Task instructions. Quote the full listing word for word.

(Pointing dataset excerpts)
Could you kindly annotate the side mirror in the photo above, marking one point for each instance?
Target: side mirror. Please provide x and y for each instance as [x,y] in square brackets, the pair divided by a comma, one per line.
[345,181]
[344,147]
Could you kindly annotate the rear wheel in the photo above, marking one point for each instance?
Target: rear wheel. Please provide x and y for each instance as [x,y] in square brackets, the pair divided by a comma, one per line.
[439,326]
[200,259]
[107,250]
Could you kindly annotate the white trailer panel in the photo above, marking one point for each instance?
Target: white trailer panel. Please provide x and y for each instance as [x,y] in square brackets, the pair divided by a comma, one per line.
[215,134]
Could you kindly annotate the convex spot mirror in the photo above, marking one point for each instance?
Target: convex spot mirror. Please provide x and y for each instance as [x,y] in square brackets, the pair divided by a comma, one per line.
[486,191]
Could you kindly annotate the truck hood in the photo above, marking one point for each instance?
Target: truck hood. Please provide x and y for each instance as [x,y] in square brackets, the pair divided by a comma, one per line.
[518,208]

Response below.
Could you kindly annotate the side mirror in the photo above, marking one point for each instance?
Target: side mirror. Please provide x and y for each instance as [x,y] in square brackets, the pair divided by a comma, one per line.
[345,181]
[344,147]
Could you kindly annotate the rear wheel in the photo above, marking one point for each instance?
Target: rear wheel. Please provide x and y for each instance as [x,y] in square brackets, the pair divided by a comma, one per line.
[439,326]
[200,259]
[107,250]
Could you kindly annotate the white trailer panel in the photo above, marking one point for each instance?
Target: white trailer panel. Please provide x and y for each instance as [x,y] in square brackets, the pair divided by a comma, one per line.
[215,134]
Could you kindly annotate the convex spot mirror in the photo above, marking one point for each instance?
Target: convex spot mirror. Please provide x and y for each instance as [x,y] in square brackets, the pair divided by a comma, one per line.
[486,191]
Could you kindly annotate the truck hood in the photo above, marking one point for each instance?
Target: truck hood. Please provide x and y for each instance as [x,y] in square brackets, the pair divided by a comma, one per line.
[518,208]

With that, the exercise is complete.